## What is being asked:
Continue the llvm-objcopy review thread about filling the .symtab_shndx section, starting right after its last message.

>> begin Text extract

This is an archive of the discontinued LLVM Phabricator instance.

[llvm-objcopy] Fill .symtab_shndx section correctly
ClosedPublic

Authored by evgeny777 on Apr 11 2019, 1:33 AM.

Diff Detail

Event Timeline

evgeny777 created this revision.Apr 11 2019, 1:33 AM

Test case?

tools/llvm-objcopy/ELF/Object.cpp
1669

that why -> so

1670

fill index table -> fill the index table

tools/llvm-objcopy/ELF/Object.h
484

Is this assert correct? What happens if you have a very large object with many sections, but no symbols. Will that result in an empty SectionIndexSection?

Assuming it's correct, I would find it more readable for this to be assert(Size > 0);

Test case?

Have you seen bug description?
The problem with test case is that it requires file with large number of sections of which at least some should have relocation sections.
I have 19Mb object file generated by clang, but I'm not sure if using it as test case is a good idea ...

evgeny777 marked an inline comment as done.Apr 11 2019, 2:38 AM
evgeny777 added inline comments.
tools/llvm-objcopy/ELF/Object.h
484

Is this assert correct? What happens if you have a very large object with many sections, but no symbols

This function will never be called then, because Index is actually index of a section where symbol is defined.

Assuming it's correct, I would find it more readable for this to be assert(Size > 0);

Makes sense

Test case?

Have you seen bug description?
The problem with test case is that it requires file with large number of sections of which at least some should have relocation sections.
I have 19Mb object file generated by clang, but I'm not sure if using it as test case is a good idea ...

Sorry, I skipped over that somehow (I think I jumped straight from the bug). We already have at least one test that uses many sections (see many-sections.test). That unzips a pre-built object to achieve this. One option might be to update that object file (and possibly the test), if it can satisfy the prerequisites you need.

That was helpful, thanks! I'll update diff shortly

Test case?

Have you seen bug description?
The problem with test case is that it requires file with large number of sections of which at least some should have relocation sections.
I have 19Mb object file generated by clang, but I'm not sure if using it as test case is a good idea ...

>> end Text extract
>> begin Records supplied

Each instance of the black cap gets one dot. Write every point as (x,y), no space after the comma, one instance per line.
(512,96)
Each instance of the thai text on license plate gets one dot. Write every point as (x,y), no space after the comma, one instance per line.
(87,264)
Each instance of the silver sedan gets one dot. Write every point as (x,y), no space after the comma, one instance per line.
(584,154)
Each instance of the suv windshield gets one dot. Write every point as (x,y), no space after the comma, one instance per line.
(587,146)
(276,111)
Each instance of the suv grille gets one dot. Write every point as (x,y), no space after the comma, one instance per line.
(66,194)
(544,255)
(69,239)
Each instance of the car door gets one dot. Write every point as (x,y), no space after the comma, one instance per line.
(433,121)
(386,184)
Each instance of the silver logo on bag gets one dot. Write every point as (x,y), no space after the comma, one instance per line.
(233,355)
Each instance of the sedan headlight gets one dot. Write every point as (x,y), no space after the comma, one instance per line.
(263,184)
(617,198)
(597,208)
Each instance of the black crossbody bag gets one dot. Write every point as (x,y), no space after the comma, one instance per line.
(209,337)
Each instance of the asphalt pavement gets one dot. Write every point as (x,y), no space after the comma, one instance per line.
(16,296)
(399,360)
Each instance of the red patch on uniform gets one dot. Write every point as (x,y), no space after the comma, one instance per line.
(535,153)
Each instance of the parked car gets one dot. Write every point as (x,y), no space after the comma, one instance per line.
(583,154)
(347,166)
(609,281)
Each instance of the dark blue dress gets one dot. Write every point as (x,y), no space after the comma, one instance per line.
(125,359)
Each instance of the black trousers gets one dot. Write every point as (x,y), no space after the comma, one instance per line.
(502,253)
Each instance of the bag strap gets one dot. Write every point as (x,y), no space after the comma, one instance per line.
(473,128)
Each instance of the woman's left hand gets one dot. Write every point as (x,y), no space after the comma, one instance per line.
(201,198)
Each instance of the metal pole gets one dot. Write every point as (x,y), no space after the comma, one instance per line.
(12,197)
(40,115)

>> end Records supplied

## The output:
Sorry, I skipped over that somehow (I think I jumped straight from the bug). We already have at least one test that uses many sections (see many-sections.test). That unzips a pre-built object to achieve this. One option might be to update that object file (and possibly the test), if it can satisfy the prerequisites you need.

Could we use llvm-mc and some loop macros to generate a binary with the required amount of sections?
I did that for a testcase that needed 32768 symbols: https://github.com/llvm/llvm-project/blob/master/lld/test/ELF/mips-out-of-bounds-call16-reloc.s

evgeny777 updated this revision to Diff 194655.Apr 11 2019, 3:18 AM

Added test case, addressed comments.

jhenderson accepted this revision.Apr 12 2019, 2:33 AM

LGTM.

Could we use llvm-mc and some loop macros to generate a binary with the required amount of sections?
I did that for a testcase that needed 32768 symbols: https://github.com/llvm/llvm-project/blob/master/lld/test/ELF/mips-out-of-bounds-call16-reloc.s

Good tip, thanks. It's probably worth bearing in mind in case we have any more tests along these lines that the existing pre-canned binary can't be used for.

test/tools/llvm-objcopy/ELF/many-sections.test
56 ↗(On Diff #194655)

Looks to me like you've hit a bug here. This should actually be index 0xff01 (going via SHN_XINDEX), not PRC[0xff01] which is a reserved value. readelf will print 65281 here. Could you file a bug against llvm-readobj, please?

You might want to consider using llvm-readobj instead of llvm-readelf, as this doesn't have that bug.

This revision is now accepted and ready to land.Apr 12 2019, 2:33 AM

Looks to me like you've hit a bug here

Are you sure it's a bug? According to sources it looks like some extension to original readelf output:

// Find if:
// Processor specific
if (SectionIndex >= ELF::SHN_LOPROC && SectionIndex <= ELF::SHN_HIPROC)
  return std::string("PRC[0x") +
         to_string(format_hex_no_prefix(SectionIndex, 4)) + "]";
// OS specific
if (SectionIndex >= ELF::SHN_LOOS && SectionIndex <= ELF::SHN_HIOS)
  return std::string("OS[0x") +
         to_string(format_hex_no_prefix(SectionIndex, 4)) + "]";
// Architecture reserved:
if (SectionIndex >= ELF::SHN_LORESERVE &&
    SectionIndex <= ELF::SHN_HIRESERVE)
  return std::string("RSV[0x") +
         to_string(format_hex_no_prefix(SectionIndex, 4)) + "]";

Anyway I'll switch to llvm-readobj in the test

This revision was automatically updated to reflect the committed changes.
Herald added a project: Restricted Project. · View Herald TranscriptApr 12 2019, 4:59 AM

Looks to me like you've hit a bug here

Are you sure it's a bug? According to sources it looks like some extension to original readelf output:

// Find if:
// Processor specific
if (SectionIndex >= ELF::SHN_LOPROC && SectionIndex <= ELF::SHN_HIPROC)
  return std::string("PRC[0x") +
         to_string(format_hex_no_prefix(SectionIndex, 4)) + "]";
// OS specific
if (SectionIndex >= ELF::SHN_LOOS && SectionIndex <= ELF::SHN_HIOS)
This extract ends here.